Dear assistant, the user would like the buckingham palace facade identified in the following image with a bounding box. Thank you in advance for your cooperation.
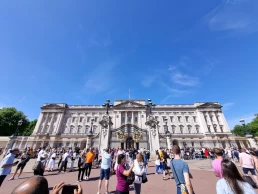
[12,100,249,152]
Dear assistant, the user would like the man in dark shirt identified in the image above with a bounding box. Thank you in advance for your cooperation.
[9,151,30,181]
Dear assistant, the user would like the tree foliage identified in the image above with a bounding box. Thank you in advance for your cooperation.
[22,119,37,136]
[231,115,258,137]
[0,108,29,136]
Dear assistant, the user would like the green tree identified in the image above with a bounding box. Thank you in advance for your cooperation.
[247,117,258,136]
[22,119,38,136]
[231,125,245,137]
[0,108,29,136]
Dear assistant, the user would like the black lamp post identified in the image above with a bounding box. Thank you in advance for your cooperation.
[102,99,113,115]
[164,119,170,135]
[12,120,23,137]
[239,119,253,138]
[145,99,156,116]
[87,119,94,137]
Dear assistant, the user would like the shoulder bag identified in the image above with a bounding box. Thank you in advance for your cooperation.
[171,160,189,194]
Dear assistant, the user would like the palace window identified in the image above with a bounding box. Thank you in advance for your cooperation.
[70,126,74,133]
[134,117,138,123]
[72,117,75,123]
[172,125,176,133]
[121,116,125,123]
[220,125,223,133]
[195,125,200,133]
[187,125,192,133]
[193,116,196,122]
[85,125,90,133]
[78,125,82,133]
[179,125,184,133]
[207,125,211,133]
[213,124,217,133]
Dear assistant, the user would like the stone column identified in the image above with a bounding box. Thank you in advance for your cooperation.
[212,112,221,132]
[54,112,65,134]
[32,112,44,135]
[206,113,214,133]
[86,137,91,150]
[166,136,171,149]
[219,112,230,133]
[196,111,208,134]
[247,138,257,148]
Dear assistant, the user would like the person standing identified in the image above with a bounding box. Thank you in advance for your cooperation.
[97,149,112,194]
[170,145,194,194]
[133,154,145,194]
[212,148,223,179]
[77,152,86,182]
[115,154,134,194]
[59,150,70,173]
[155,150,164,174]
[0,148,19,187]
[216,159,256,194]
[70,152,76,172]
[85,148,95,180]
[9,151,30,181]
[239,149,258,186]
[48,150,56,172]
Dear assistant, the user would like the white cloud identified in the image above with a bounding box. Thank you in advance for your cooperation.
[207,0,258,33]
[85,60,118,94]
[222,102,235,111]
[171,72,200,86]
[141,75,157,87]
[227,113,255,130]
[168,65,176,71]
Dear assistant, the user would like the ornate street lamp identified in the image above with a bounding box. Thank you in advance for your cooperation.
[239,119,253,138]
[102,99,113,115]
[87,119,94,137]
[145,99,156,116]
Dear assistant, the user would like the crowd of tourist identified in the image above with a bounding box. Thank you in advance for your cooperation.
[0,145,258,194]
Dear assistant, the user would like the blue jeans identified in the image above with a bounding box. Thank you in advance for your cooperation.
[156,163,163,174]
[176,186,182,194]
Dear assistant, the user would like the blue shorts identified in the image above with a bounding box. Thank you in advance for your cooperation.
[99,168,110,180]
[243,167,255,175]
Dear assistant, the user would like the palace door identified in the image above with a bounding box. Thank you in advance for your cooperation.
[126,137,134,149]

------------------------------------------------------------

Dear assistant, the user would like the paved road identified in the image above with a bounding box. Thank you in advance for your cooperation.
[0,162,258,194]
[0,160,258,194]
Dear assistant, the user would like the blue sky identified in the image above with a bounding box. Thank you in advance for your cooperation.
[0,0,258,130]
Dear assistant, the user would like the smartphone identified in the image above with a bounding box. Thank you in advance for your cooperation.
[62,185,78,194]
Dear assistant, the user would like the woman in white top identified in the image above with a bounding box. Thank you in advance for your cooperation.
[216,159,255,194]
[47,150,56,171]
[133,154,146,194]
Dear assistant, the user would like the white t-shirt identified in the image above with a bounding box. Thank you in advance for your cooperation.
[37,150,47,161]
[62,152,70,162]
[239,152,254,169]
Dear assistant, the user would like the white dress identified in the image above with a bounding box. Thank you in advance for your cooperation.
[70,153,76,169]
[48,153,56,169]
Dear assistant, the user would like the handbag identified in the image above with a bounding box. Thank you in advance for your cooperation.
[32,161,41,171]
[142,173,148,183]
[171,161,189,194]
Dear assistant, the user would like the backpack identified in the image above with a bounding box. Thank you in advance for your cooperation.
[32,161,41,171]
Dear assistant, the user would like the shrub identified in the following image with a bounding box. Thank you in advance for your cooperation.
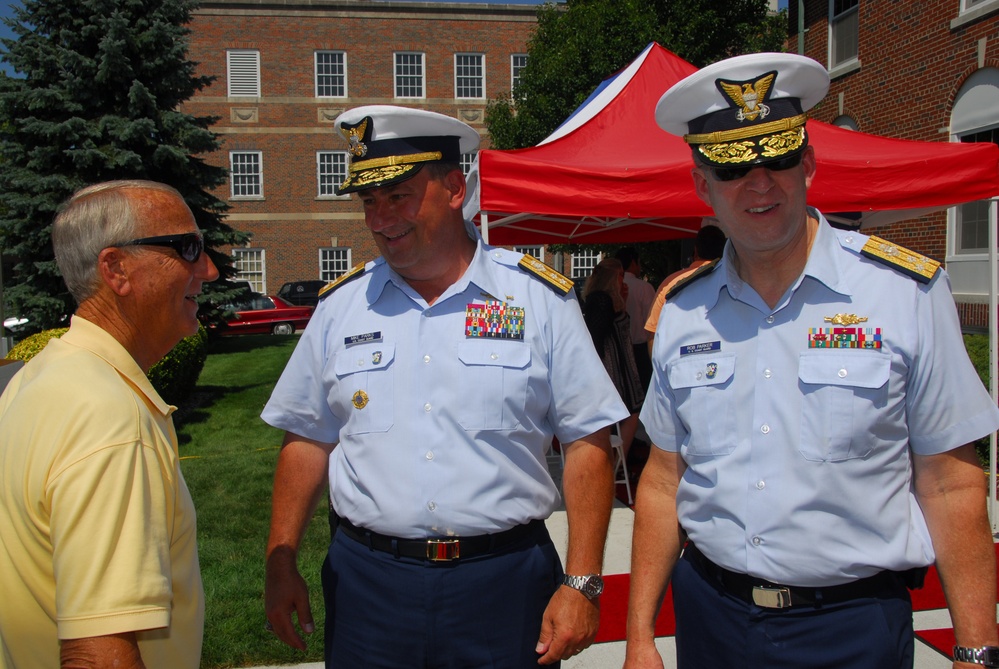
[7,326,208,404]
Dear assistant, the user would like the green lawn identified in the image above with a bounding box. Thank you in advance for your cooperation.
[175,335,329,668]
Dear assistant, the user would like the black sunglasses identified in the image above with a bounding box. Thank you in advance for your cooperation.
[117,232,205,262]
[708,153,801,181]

------------------------------------------------------------

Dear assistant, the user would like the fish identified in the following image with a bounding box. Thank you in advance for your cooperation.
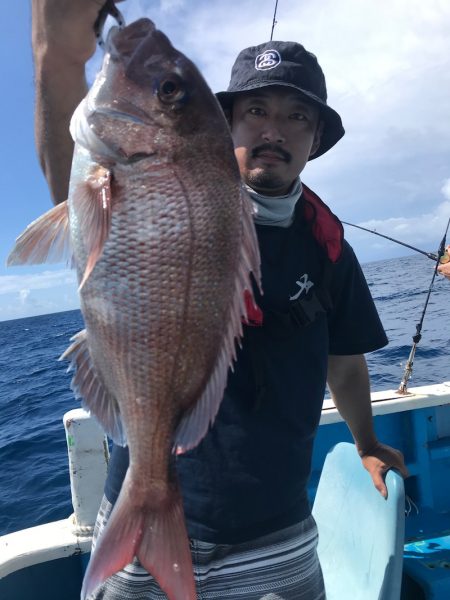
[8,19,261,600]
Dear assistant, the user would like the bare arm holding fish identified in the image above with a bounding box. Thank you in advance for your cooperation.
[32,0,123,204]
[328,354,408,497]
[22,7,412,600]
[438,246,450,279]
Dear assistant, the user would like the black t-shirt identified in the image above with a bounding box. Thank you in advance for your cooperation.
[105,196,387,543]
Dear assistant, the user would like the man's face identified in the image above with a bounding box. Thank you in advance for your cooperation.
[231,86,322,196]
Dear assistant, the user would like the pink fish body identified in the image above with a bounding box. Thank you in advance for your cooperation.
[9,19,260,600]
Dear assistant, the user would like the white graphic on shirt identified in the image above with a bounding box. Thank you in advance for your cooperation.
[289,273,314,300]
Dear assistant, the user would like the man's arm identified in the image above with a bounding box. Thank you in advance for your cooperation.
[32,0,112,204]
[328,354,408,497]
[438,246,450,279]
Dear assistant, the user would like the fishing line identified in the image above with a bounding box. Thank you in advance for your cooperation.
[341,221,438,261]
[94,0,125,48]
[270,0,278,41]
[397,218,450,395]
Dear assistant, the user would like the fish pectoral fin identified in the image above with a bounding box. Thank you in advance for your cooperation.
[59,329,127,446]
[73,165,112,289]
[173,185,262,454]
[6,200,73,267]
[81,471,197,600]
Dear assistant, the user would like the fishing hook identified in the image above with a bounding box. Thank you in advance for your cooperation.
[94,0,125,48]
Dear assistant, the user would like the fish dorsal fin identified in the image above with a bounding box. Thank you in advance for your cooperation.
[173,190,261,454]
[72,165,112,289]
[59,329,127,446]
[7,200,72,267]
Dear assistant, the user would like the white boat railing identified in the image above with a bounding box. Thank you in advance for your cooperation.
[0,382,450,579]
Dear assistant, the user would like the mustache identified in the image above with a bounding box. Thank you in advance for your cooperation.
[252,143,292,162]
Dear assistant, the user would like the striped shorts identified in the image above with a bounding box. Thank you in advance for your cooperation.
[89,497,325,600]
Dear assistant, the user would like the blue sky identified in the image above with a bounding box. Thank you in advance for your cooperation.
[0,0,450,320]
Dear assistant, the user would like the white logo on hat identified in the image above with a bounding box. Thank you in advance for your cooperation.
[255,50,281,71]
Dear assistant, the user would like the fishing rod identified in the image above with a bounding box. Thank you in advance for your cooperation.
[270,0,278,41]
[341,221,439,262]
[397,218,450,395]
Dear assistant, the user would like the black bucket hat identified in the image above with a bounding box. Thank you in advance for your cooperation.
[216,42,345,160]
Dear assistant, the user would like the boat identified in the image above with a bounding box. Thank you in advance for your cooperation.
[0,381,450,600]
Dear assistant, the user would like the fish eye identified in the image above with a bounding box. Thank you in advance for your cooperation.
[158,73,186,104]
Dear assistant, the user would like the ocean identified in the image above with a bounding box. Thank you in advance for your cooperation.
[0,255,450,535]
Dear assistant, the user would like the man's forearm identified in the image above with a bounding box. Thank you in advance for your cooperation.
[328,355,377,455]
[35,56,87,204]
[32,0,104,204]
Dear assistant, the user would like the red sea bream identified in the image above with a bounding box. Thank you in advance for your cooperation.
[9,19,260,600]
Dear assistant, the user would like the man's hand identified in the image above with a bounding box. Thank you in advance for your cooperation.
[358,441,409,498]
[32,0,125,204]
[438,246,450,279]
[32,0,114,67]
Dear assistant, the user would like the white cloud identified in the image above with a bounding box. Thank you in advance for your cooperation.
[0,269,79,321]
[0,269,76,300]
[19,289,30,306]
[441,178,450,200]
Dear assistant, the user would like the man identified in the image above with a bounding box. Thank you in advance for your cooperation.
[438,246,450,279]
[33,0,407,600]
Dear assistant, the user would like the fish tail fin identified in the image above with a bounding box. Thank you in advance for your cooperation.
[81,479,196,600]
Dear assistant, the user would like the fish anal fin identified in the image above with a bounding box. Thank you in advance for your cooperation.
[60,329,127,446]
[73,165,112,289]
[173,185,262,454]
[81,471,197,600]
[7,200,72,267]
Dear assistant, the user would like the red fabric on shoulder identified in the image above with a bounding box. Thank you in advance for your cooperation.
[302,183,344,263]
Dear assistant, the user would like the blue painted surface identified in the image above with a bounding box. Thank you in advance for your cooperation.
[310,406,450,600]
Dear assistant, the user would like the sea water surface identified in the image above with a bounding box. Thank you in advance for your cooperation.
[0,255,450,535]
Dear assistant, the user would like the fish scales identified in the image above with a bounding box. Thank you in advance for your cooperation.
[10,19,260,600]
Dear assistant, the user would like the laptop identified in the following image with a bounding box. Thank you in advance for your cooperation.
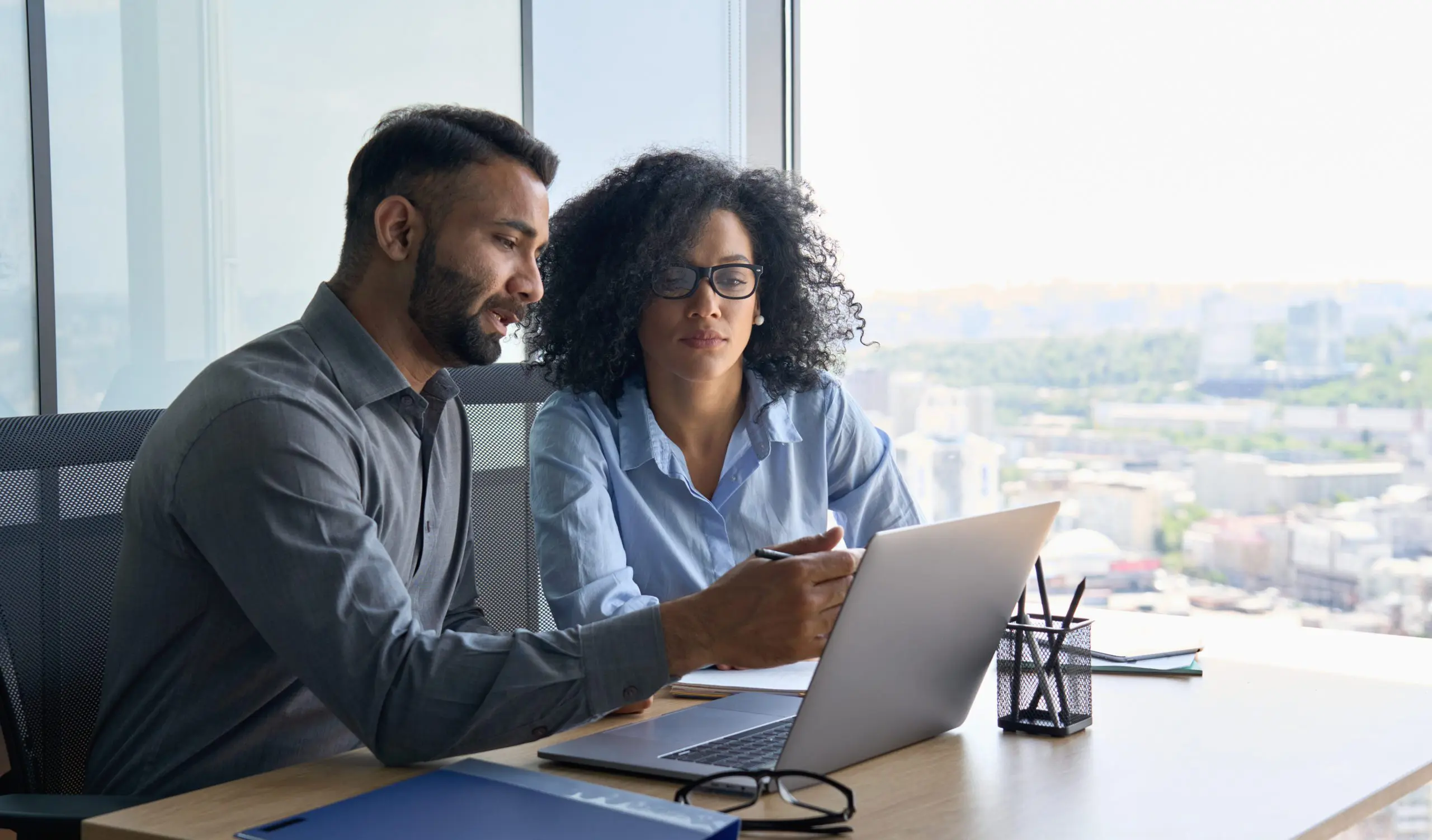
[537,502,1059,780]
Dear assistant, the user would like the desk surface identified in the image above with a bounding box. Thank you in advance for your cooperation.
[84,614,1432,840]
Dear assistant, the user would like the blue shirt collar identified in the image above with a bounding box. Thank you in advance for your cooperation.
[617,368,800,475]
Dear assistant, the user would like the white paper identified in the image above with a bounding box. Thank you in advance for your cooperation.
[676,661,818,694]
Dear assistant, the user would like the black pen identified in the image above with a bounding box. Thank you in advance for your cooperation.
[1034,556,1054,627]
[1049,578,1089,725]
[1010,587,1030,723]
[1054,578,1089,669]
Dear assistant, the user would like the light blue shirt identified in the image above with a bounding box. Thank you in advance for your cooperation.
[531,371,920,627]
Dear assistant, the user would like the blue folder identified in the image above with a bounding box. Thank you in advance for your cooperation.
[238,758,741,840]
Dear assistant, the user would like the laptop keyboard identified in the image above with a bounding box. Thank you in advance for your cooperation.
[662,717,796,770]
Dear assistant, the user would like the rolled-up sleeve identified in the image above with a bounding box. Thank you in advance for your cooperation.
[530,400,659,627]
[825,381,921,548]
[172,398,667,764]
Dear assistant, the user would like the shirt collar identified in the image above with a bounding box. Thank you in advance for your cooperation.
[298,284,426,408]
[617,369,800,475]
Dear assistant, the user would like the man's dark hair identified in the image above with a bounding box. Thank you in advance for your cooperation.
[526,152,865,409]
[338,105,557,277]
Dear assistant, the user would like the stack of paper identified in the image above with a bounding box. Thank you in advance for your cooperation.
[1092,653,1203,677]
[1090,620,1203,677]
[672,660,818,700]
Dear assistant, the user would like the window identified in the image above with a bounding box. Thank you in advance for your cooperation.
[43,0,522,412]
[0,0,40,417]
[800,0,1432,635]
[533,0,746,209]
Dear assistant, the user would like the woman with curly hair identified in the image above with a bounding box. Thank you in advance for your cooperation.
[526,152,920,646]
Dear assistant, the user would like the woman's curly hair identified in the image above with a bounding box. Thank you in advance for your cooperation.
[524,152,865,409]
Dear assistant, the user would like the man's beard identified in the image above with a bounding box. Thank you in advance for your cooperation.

------------------------------------------------------------

> _What is expected_: List every line above that contains the string “curly”, copying each such line in full. Case counts when matching.

> _Answer in full_:
Dear assistant, the user would like the woman with curly hair identified in the image above with a bounding box. Thank you in advance for your cooperation.
Dear assistant, the user would like the woman's curly hair identified in the image above with a bounding box. Thank you in advance for your cooperation.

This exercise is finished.